* _What this task involves_
Can you arrange every line of the data below as a JSON list of strings, one string per line, leaving out any blank lines?

* Begin Material supplied *

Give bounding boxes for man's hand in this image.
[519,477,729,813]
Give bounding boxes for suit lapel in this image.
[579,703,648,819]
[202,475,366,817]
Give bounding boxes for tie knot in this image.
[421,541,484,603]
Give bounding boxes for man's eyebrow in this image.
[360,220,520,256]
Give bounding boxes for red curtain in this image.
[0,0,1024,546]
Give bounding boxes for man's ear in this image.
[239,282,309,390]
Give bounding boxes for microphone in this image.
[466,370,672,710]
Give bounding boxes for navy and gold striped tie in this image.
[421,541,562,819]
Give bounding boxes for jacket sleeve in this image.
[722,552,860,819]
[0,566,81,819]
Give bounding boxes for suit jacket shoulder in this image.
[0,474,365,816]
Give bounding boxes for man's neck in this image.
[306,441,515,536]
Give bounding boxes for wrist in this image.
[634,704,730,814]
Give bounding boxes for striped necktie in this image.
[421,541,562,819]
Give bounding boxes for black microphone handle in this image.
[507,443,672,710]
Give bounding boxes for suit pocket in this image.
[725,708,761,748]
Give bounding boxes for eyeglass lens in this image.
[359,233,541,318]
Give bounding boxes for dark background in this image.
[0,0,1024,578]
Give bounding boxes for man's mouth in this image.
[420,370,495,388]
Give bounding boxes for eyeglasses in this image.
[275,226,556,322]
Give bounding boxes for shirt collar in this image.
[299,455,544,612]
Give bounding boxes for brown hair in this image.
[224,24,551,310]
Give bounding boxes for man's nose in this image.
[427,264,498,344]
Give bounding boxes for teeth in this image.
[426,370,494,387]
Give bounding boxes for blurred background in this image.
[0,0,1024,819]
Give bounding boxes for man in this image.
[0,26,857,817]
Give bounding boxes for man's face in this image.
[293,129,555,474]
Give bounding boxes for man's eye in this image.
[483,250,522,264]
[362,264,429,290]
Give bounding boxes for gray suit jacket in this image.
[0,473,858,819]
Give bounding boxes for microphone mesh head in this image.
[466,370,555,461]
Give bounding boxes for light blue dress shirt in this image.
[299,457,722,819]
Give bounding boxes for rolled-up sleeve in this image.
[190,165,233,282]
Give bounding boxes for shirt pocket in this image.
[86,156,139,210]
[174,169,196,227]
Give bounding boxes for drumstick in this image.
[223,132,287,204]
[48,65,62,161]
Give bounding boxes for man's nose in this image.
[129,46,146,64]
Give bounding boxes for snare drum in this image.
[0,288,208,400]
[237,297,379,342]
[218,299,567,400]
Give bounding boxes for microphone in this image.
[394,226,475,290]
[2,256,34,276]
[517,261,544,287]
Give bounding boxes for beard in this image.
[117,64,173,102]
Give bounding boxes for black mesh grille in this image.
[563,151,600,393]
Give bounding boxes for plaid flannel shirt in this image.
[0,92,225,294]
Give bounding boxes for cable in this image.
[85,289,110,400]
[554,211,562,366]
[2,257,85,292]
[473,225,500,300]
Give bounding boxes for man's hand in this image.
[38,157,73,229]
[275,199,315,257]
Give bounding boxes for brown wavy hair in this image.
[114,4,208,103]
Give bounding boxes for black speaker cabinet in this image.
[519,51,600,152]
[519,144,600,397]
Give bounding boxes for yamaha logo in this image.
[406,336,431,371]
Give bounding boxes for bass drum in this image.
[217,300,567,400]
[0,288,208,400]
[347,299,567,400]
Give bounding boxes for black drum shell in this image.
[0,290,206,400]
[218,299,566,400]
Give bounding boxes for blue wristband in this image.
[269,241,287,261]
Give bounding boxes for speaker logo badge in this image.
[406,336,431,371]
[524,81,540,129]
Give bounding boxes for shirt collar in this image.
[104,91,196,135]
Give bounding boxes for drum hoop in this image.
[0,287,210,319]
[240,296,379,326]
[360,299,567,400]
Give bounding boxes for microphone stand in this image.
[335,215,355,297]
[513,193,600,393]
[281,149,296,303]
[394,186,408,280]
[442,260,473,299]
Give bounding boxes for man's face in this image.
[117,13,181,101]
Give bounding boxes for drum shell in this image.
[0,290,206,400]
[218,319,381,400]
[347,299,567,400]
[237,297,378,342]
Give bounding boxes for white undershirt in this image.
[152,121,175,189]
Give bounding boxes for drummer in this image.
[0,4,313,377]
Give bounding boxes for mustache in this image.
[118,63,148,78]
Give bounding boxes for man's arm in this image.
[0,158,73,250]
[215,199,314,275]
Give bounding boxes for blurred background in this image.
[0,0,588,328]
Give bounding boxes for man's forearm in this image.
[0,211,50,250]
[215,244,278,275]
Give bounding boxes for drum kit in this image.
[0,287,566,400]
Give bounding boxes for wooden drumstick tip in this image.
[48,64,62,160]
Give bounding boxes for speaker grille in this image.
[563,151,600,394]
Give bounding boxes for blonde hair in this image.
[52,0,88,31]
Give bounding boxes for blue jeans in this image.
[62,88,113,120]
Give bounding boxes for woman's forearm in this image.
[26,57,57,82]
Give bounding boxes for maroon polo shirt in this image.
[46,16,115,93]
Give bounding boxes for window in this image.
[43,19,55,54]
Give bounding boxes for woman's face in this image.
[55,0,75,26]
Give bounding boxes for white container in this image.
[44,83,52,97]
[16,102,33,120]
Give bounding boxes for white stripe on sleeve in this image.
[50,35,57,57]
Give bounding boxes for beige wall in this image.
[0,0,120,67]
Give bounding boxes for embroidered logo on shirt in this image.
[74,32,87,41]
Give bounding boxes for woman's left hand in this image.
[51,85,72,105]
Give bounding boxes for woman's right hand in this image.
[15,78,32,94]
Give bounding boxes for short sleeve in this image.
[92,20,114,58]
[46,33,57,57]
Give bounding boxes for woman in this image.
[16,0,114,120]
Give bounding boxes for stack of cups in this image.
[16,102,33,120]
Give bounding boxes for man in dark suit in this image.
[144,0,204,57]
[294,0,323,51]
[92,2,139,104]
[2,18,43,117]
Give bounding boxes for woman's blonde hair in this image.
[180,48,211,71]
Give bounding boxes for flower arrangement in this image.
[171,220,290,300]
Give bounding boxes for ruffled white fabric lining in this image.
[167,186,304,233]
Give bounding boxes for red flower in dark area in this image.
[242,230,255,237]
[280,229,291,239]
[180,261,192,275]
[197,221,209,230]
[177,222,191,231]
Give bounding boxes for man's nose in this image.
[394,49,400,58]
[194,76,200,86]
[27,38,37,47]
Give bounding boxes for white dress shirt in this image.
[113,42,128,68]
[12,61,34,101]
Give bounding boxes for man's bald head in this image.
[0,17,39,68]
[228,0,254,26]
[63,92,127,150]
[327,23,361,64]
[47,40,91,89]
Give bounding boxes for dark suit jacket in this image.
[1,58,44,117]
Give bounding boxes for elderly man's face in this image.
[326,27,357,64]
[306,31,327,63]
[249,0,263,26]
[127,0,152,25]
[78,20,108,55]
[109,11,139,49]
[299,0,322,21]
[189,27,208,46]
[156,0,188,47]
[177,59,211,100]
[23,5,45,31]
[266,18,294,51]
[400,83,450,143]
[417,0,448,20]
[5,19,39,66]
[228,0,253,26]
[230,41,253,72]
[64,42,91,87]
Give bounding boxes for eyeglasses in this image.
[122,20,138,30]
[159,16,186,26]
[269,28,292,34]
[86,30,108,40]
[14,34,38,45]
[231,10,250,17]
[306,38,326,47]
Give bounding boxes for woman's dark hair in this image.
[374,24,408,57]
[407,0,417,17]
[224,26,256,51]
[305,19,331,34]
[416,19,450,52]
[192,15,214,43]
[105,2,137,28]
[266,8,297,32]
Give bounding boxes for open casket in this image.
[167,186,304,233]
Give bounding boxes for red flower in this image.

* End Material supplied *

* _The output_
[
  "Give bounding boxes for man's hand in this image.",
  "[519,477,729,813]",
  "Give bounding boxes for suit lapel in this image.",
  "[579,703,648,819]",
  "[202,475,366,817]",
  "Give bounding boxes for tie knot in this image.",
  "[421,541,484,603]",
  "Give bounding boxes for man's eyebrow in this image.",
  "[360,220,520,256]",
  "Give bounding boxes for red curtain in this image.",
  "[0,0,1024,546]",
  "Give bounding boxes for man's ear in this image.",
  "[239,282,309,390]",
  "Give bounding boxes for microphone in this image.",
  "[466,370,672,710]",
  "Give bounding boxes for navy and gold striped tie in this image.",
  "[421,541,562,819]",
  "Give bounding boxes for jacket sleeve in this image.",
  "[722,552,860,819]",
  "[0,566,81,819]",
  "Give bounding boxes for suit jacket shoulder in this image.",
  "[0,474,365,816]",
  "Give bounding boxes for man's neck in this image.",
  "[306,441,515,536]",
  "Give bounding boxes for wrist in this image.",
  "[634,704,730,814]",
  "Give bounding boxes for striped necktie in this image.",
  "[421,541,562,819]",
  "Give bounding boxes for black microphone handle in this image.",
  "[507,443,672,710]",
  "Give bounding boxes for suit pocket in this image.",
  "[725,708,761,748]",
  "Give bounding boxes for eyeglass lens in this image.",
  "[359,233,541,318]",
  "Give bounding boxes for dark background in this image.",
  "[0,0,1024,578]",
  "Give bounding boxes for man's mouth in this image.",
  "[420,370,495,388]",
  "Give bounding boxes for eyeglasses in this image.",
  "[275,226,556,322]",
  "Give bounding boxes for shirt collar in this image.",
  "[299,455,544,612]",
  "Give bounding boxes for brown hair in this image.",
  "[224,24,551,310]",
  "Give bounding boxes for man's nose in this image.",
  "[427,264,498,344]",
  "Give bounding boxes for teeth in this image.",
  "[426,370,494,387]",
  "Give bounding boxes for blurred background in this image.",
  "[0,0,1024,819]",
  "Give bounding boxes for man in this image.",
  "[0,26,857,817]",
  "Give bounding boxes for man's face in this image.",
  "[293,129,555,474]",
  "Give bounding boxes for man's eye in this image.",
  "[483,250,522,264]",
  "[362,264,429,290]",
  "Give bounding boxes for gray suit jacket in this image.",
  "[0,473,858,819]",
  "Give bounding boxes for microphone mesh head in this image.",
  "[466,370,555,461]",
  "Give bounding boxes for light blue dress shirt in this image.",
  "[299,457,722,819]",
  "Give bounding boxes for rolled-up sleeve in this image.",
  "[190,165,233,282]",
  "Give bounding boxes for shirt pocket in this image.",
  "[86,156,139,210]",
  "[174,169,196,227]",
  "Give bounding boxes for drumstick in this image.",
  "[223,132,287,204]",
  "[48,65,62,161]",
  "Give bounding boxes for man's nose in this image.",
  "[129,46,146,64]",
  "Give bounding boxes for snare drum in this image.",
  "[0,288,208,400]",
  "[237,297,379,342]",
  "[218,299,567,400]",
  "Give bounding boxes for microphone in this image.",
  "[394,226,475,290]",
  "[2,256,34,276]",
  "[517,261,544,287]",
  "Give bounding boxes for beard in this image.",
  "[117,64,173,102]",
  "Give bounding boxes for black mesh grille in this image.",
  "[563,151,600,393]",
  "Give bounding boxes for plaid flannel shirt in this image.",
  "[0,92,225,294]",
  "Give bounding boxes for cable in this image.",
  "[85,289,110,400]",
  "[554,211,562,366]",
  "[2,257,85,292]",
  "[473,225,500,300]",
  "Give bounding boxes for man's hand in this image.",
  "[38,157,73,229]",
  "[275,199,315,257]",
  "Give bounding boxes for brown wavy hair in this image.",
  "[114,4,208,103]",
  "Give bounding boxes for black speaker cabinet in this image.",
  "[519,51,600,152]",
  "[519,144,600,397]",
  "Give bounding boxes for yamaha logo in this image.",
  "[406,336,431,371]",
  "Give bounding boxes for bass drum in this image.",
  "[217,300,567,400]",
  "[0,288,208,400]",
  "[347,299,567,400]",
  "Give bounding boxes for black drum shell in this image.",
  "[0,290,206,400]",
  "[218,299,566,400]",
  "Give bounding boxes for blue wristband in this image.",
  "[269,241,287,261]",
  "Give bounding boxes for speaker logo badge in this image.",
  "[406,336,431,371]",
  "[524,81,540,129]",
  "Give bounding boxes for shirt collar in this image.",
  "[104,91,196,135]",
  "Give bounding boxes for drum hoop in this image.",
  "[0,287,210,319]",
  "[240,296,379,326]",
  "[360,299,567,400]",
  "Give bounding boxes for microphone stand in this image.",
  "[335,215,355,297]",
  "[513,193,600,393]",
  "[281,149,296,303]",
  "[394,186,408,280]",
  "[442,260,473,299]",
  "Give bounding boxes for man's face in this image.",
  "[117,13,181,101]",
  "Give bounding boxes for drum shell in this image.",
  "[0,290,206,400]",
  "[218,319,381,400]",
  "[347,299,567,400]",
  "[237,297,378,342]",
  "Give bounding boxes for white undershirt in this image.",
  "[152,121,175,189]",
  "Give bounding boxes for drummer in this image.",
  "[0,4,313,377]",
  "Give bounding boxes for mustache in this image.",
  "[118,63,148,78]",
  "Give bounding boxes for man's arm in this image.",
  "[0,158,73,250]",
  "[215,199,314,275]",
  "Give bounding boxes for blurred background in this image.",
  "[0,0,588,328]",
  "Give bounding boxes for man's forearm in this image.",
  "[0,211,50,250]",
  "[215,244,278,275]",
  "Give bounding boxes for drum kit in this image.",
  "[0,287,566,400]",
  "Give bounding boxes for wooden drumstick tip in this image.",
  "[48,64,62,160]",
  "Give bounding boxes for speaker grille in this image.",
  "[563,151,600,394]",
  "Give bounding boxes for blonde hair in this image.",
  "[52,0,88,31]",
  "Give bounding boxes for blue jeans in this image.",
  "[62,88,113,120]",
  "Give bounding boxes for woman's forearm in this image.",
  "[26,57,57,82]",
  "Give bounding boxes for maroon polo shirt in this image.",
  "[46,16,115,93]",
  "Give bounding boxes for window in this image.",
  "[43,19,55,54]",
  "Give bounding boxes for woman's face in this image.",
  "[55,0,75,26]",
  "Give bounding boxes for white container in this image.",
  "[44,83,52,97]",
  "[16,102,33,120]",
  "Give bounding boxes for white stripe on sleeve in this image.",
  "[50,35,57,57]",
  "Give bounding boxes for beige wall in this image.",
  "[0,0,120,67]",
  "Give bounding boxes for embroidered logo on shirt in this image.",
  "[74,32,87,41]",
  "Give bounding boxes for woman's left hand in this image.",
  "[51,85,72,105]",
  "Give bounding boxes for woman's right hand in this image.",
  "[15,78,32,94]",
  "Give bounding boxes for short sleeve in this image.",
  "[92,20,114,58]",
  "[46,33,57,57]",
  "Give bounding boxes for woman in this image.",
  "[16,0,114,120]",
  "Give bounding boxes for stack of cups in this image.",
  "[16,102,33,120]",
  "Give bounding boxes for man in dark suit in this image.",
  "[144,0,204,57]",
  "[294,0,323,51]",
  "[92,2,139,104]",
  "[2,18,43,117]",
  "Give bounding boxes for woman's blonde hair in this image.",
  "[180,48,211,71]",
  "Give bounding boxes for flower arrangement in this image.",
  "[171,220,290,300]",
  "Give bounding boxes for ruffled white fabric lining in this image.",
  "[167,186,304,233]",
  "Give bounding boxes for red flower in dark area in this image.",
  "[242,230,255,237]",
  "[280,229,291,239]",
  "[180,261,192,275]",
  "[197,221,209,230]",
  "[177,222,191,231]",
  "Give bounding boxes for man's nose in this image.",
  "[394,49,400,58]",
  "[194,76,200,86]",
  "[27,38,37,47]",
  "Give bounding boxes for white dress shirt in this image.",
  "[113,42,128,68]",
  "[12,61,34,101]",
  "Give bounding boxes for man's bald head in this image.",
  "[0,17,39,68]",
  "[228,0,254,26]",
  "[63,92,127,150]",
  "[327,23,361,64]",
  "[47,40,91,89]",
  "Give bounding boxes for dark suit jacket in this image.",
  "[1,58,44,117]",
  "Give bounding boxes for elderly man's face in this image.",
  "[326,27,357,64]",
  "[306,31,327,63]",
  "[249,0,263,26]",
  "[127,0,152,25]",
  "[78,20,108,55]",
  "[109,11,139,49]",
  "[299,0,322,21]",
  "[189,27,208,46]",
  "[156,0,188,47]",
  "[177,59,211,100]",
  "[23,5,45,31]",
  "[266,18,294,51]",
  "[400,83,450,143]",
  "[417,0,448,20]",
  "[5,19,39,66]",
  "[228,0,253,26]",
  "[230,41,253,72]",
  "[64,42,91,87]",
  "Give bounding boxes for eyeglasses in this image.",
  "[122,20,138,30]",
  "[159,16,186,26]",
  "[269,28,292,34]",
  "[86,30,108,40]",
  "[14,34,38,45]",
  "[231,10,250,17]",
  "[306,38,326,47]",
  "Give bounding boxes for woman's dark hair in this image.",
  "[374,24,408,57]",
  "[407,0,417,17]",
  "[224,26,256,51]",
  "[305,19,331,34]",
  "[416,19,450,52]",
  "[192,15,214,43]",
  "[105,2,137,28]",
  "[266,8,297,32]",
  "Give bounding boxes for open casket in this image.",
  "[167,186,304,233]",
  "Give bounding boxes for red flower in this image."
]